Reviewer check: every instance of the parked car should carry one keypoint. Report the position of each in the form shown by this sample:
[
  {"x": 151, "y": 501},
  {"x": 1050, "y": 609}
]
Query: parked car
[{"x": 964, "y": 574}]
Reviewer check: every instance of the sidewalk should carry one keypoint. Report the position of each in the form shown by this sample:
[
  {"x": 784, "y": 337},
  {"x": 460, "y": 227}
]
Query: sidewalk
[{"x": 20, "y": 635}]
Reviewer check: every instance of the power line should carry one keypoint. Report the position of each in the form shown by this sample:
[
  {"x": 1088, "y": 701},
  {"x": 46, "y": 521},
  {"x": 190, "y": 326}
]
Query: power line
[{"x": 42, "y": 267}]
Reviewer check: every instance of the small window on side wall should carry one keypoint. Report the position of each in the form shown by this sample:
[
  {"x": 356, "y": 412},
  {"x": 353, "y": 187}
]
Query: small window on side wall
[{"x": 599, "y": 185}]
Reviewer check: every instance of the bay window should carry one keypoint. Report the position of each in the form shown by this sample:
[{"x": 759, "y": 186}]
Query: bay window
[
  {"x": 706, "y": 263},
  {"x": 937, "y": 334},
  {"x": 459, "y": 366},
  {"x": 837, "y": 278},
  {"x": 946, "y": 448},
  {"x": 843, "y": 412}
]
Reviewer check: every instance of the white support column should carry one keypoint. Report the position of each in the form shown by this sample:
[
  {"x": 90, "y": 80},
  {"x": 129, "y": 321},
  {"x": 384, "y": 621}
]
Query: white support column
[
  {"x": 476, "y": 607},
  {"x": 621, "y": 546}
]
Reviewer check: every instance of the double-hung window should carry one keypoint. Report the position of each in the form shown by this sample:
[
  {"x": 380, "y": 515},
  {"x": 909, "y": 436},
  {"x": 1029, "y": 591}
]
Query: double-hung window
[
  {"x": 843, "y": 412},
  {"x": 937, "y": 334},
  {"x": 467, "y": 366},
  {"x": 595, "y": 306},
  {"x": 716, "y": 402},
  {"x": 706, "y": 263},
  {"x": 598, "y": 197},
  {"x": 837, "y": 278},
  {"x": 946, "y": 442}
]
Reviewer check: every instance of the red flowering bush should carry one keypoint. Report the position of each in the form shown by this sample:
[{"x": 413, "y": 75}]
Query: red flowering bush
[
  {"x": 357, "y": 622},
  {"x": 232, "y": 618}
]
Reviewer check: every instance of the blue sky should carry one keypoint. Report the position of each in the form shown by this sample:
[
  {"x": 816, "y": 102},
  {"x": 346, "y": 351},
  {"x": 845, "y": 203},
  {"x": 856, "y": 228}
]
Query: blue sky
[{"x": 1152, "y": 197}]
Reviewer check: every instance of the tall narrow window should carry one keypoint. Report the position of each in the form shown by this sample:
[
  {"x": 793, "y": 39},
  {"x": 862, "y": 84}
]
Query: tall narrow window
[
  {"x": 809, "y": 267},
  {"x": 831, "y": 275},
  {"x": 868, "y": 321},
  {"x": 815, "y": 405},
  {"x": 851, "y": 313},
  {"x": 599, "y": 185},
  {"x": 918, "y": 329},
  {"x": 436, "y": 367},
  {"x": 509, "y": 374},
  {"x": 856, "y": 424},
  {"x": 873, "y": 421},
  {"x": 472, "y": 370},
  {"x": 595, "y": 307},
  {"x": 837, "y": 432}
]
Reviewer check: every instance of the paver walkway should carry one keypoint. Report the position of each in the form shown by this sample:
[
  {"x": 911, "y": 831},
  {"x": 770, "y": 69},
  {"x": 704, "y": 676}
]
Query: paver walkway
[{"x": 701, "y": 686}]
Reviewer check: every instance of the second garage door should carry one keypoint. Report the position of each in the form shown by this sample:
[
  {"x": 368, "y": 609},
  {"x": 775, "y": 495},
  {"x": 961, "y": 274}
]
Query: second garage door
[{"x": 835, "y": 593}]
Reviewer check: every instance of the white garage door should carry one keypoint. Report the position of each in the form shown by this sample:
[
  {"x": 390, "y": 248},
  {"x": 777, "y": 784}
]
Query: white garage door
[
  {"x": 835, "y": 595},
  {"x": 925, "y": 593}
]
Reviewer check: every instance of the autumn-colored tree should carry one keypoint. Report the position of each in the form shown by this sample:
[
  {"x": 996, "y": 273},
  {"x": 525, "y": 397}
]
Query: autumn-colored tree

* * *

Lines above that contain the string "colored" make up the answer.

• _Answer to this task_
Reviewer check: every instance of the autumn-colored tree should carry one keypoint. Report the position of each in the form shown by this sample:
Query: autumn-colored tree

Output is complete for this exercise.